[Start Source material]

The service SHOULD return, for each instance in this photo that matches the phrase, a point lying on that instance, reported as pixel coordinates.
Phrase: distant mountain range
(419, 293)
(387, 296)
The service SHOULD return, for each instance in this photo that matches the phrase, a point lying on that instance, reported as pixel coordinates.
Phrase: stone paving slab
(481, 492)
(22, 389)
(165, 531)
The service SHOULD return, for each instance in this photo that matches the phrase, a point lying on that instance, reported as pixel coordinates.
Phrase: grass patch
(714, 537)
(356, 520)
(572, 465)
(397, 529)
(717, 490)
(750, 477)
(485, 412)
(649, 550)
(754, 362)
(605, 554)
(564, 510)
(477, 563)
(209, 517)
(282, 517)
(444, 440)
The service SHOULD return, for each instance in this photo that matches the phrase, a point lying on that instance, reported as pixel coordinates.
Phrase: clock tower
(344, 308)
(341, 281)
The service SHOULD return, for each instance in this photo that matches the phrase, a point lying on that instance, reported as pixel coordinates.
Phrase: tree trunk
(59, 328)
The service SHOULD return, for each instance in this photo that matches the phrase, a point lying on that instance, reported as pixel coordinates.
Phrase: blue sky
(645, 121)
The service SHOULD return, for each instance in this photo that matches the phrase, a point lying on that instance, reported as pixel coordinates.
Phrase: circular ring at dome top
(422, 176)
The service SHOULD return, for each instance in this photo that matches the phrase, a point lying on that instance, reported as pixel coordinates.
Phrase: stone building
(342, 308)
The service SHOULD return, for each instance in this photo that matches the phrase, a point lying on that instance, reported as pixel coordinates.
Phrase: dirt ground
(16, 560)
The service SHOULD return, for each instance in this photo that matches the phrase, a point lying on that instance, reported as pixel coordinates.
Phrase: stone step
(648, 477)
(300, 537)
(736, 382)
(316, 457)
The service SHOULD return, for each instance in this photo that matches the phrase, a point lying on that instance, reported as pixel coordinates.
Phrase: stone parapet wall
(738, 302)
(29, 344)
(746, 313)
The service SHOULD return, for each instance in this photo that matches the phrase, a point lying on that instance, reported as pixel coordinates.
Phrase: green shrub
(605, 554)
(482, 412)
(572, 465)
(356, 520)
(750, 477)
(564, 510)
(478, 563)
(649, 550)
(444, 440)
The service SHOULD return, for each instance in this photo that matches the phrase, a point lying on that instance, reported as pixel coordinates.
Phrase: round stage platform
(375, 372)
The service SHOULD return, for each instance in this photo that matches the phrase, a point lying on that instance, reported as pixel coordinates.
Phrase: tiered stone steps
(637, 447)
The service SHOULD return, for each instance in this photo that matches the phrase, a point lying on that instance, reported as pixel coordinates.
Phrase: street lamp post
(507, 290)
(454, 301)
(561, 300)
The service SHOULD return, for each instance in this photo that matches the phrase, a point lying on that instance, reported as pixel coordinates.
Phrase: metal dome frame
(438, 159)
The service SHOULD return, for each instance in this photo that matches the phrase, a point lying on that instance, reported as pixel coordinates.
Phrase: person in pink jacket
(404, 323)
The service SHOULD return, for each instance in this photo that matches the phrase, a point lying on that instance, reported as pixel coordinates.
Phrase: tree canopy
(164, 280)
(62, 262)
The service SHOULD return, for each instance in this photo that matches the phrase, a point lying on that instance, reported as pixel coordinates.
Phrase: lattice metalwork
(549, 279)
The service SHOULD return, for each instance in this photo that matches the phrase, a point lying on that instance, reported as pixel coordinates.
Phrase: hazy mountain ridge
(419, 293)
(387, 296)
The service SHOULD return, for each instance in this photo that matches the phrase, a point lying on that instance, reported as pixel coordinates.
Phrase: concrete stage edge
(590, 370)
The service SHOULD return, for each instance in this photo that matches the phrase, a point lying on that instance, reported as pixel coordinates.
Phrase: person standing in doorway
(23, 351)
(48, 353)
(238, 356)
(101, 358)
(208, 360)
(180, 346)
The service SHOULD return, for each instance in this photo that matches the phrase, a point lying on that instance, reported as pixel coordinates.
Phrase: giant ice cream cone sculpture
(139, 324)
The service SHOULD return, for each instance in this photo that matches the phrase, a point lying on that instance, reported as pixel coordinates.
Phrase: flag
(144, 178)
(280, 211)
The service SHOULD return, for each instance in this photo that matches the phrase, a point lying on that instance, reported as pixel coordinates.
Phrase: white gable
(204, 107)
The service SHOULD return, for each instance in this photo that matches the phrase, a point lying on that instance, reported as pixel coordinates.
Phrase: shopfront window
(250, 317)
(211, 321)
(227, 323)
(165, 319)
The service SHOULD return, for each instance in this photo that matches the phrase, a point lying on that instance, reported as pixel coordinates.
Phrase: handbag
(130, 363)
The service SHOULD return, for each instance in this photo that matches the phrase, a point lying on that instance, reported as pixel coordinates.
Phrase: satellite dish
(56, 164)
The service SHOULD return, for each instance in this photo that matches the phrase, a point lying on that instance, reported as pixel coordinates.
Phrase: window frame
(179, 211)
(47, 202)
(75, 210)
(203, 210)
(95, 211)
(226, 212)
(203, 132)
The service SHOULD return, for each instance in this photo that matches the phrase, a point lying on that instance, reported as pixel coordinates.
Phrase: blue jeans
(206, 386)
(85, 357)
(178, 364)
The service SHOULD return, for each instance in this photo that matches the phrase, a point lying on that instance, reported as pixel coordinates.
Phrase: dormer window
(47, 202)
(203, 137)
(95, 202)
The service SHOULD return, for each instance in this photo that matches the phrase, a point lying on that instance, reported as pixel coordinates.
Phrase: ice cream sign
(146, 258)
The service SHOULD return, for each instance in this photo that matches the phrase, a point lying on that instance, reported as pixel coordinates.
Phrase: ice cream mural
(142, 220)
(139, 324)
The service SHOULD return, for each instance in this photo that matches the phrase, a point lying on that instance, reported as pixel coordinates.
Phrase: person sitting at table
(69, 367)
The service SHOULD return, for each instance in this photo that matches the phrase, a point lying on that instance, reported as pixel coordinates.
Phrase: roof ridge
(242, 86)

[End Source material]

Write down every line of the data exactly as it appears above.

Exercise output:
The service SHOULD return, for each instance in this photo that matches the phrase, a point lying on that instance, reported as pixel coordinates.
Phrase: distant mountain range
(419, 293)
(387, 296)
The service SHOULD return, for each instance in this photo that matches the phrase, a point lying on that instance, reported as pixel coordinates.
Phrase: stone paving slab
(481, 492)
(22, 389)
(165, 531)
The service SHOULD return, for each instance in this photo that matches the phrase, a point lying on that instance, reported as pixel coordinates.
Phrase: grass patch
(714, 537)
(356, 520)
(572, 465)
(397, 529)
(717, 490)
(750, 477)
(485, 412)
(649, 550)
(754, 362)
(605, 554)
(564, 510)
(477, 563)
(209, 517)
(282, 517)
(444, 440)
The service SHOULD return, for each instance in this photo that matches the phrase, a point lying on that instance, reported as pixel coordinates.
Phrase: clock tower
(344, 308)
(341, 281)
The service SHOULD return, for each instance in this photo that matches the phrase, a point lying on that instance, reported as pixel coordinates.
Phrase: tree trunk
(59, 328)
The service SHOULD return, for each instance in this photo that matches the phrase, a point lying on that instance, reported as pixel coordinates.
Phrase: blue sky
(645, 121)
The service SHOULD return, for each instance in this photo that matches the phrase, a point lying on that instance, reported as pixel coordinates.
Phrase: circular ring at dome top
(422, 176)
The service SHOULD return, for each instance in this photo that matches the phrase, a point lying on that instance, reported as pixel coordinates.
Phrase: stone building
(342, 308)
The service SHOULD return, for each instance in this photo that matches the phrase, a point lying on that instance, reported as pixel coordinates.
Phrase: dirt ground
(16, 560)
The service SHOULD return, for each instance in this photo that matches the phrase, a point lying on that instance, reported as pixel coordinates.
Phrase: stone step
(648, 477)
(300, 537)
(736, 382)
(316, 457)
The service SHOULD return, for each instance in this photo that matches the phrase, a point lying on that instance, reported as pixel coordinates.
Phrase: stone parapet wall
(738, 302)
(29, 344)
(746, 313)
The service SHOULD return, for each instance in this photo that matches the phrase, a point lying on that instance, reported as pixel coordinates.
Phrase: green shrub
(605, 554)
(482, 412)
(572, 465)
(356, 520)
(750, 477)
(564, 510)
(478, 563)
(649, 550)
(444, 440)
The service SHOULD return, for each instance in this photo that matches the phrase, a point lying on that instance, reported as pixel coordinates.
Phrase: round stage platform
(375, 372)
The service SHOULD return, for each instance in this photo that matches the phrase, a point lying on that instance, reported as pixel coordinates.
Phrase: tiered stone steps
(637, 447)
The service SHOULD return, for each instance in this photo that matches the phrase, a point lying on that instance, reported as pixel coordinates.
Phrase: street lamp post
(507, 290)
(454, 301)
(561, 300)
The service SHOULD return, for each instance in this photo that matches the phrase, a point lying on that instance, reported as pixel coordinates.
Phrase: metal dome frame
(438, 159)
The service SHOULD return, for each instance in this photo that matches the phrase, a point lying on that instance, reported as pixel coordinates.
Phrase: person in pink jacket
(404, 323)
The service SHOULD return, for each instance in this photo that matches the phrase, a point lying on that instance, reported as pixel coordinates.
Phrase: tree canopy
(164, 280)
(62, 262)
The service SHOULD return, for each instance in this photo that matches the phrase, a point lying on that instance, reported as pixel coordinates.
Phrase: lattice metalwork
(549, 279)
The service SHOULD return, for each instance in this photo that matches the phrase, a point lying on that instance, reported as pixel coordinates.
Phrase: hazy mountain ridge
(419, 293)
(387, 296)
The service SHOULD return, for each instance in this photo that matches the phrase, a point lying on that instance, reported as pixel coordinates.
Phrase: concrete stage edge
(590, 370)
The service SHOULD return, for each instance in this photo that matches the phrase, a point lying on that instance, reported as pixel coordinates.
Phrase: person standing in doorway
(23, 351)
(48, 353)
(238, 356)
(101, 358)
(208, 360)
(180, 346)
The service SHOULD return, for each instance in this photo that matches the phrase, a point lying on that instance, reported as pixel coordinates.
Phrase: giant ice cream cone sculpture
(139, 324)
The service SHOULD return, for each instance in this photo that matches the phrase, a point lying on that instance, reported as pixel coordinates.
Phrase: flag
(144, 178)
(280, 211)
The service SHOULD return, for each instance in this photo that matches the phrase, a point lying on that instance, reported as pixel coordinates.
Phrase: white gable
(204, 107)
The service SHOULD return, for each instance in this photo that matches the phrase, a point lying on that instance, reported as pixel coordinates.
Phrase: shopfront window
(250, 317)
(211, 321)
(227, 323)
(165, 319)
The service SHOULD return, for each instance in this photo that matches the phrase, a point lying on that instance, reported as pixel coordinates.
Phrase: handbag
(130, 363)
The service SHOULD return, for each instance in this photo that matches the phrase, a point lying on that instance, reported as pixel coordinates.
Phrase: satellite dish
(56, 164)
The service SHOULD return, for each instance in this photo that matches the phrase, a point lying on that instance, reported as pixel coordinates.
Phrase: window frame
(179, 211)
(47, 202)
(75, 210)
(203, 210)
(95, 211)
(226, 212)
(203, 132)
The service SHOULD return, for each instance in this photo that matches the phrase, a point lying on that instance, reported as pixel coordinates.
Phrase: blue jeans
(206, 386)
(85, 357)
(178, 364)
The service SHOULD return, for each instance in this photo that matches the phrase, a point lying on that instance, reported as pixel coordinates.
Phrase: dormer window
(47, 202)
(203, 137)
(95, 202)
The service SHOULD return, for each instance in this photo that matches the phrase, a point lying on that instance, reported as pixel coordinates.
Phrase: ice cream sign
(146, 258)
The service SHOULD return, for each instance in this photo that matches the phrase, a point lying on that instance, reported as pixel coordinates.
Phrase: ice cream mural
(142, 220)
(139, 324)
The service SHOULD return, for each instance in this photo that matches the phrase, a point lying on that instance, reported as pixel coordinates.
Phrase: person sitting at table
(69, 367)
The service SHOULD return, for each instance in this photo that matches the phrase, a point lying on that instance, reported as pixel coordinates.
Phrase: roof ridge
(242, 86)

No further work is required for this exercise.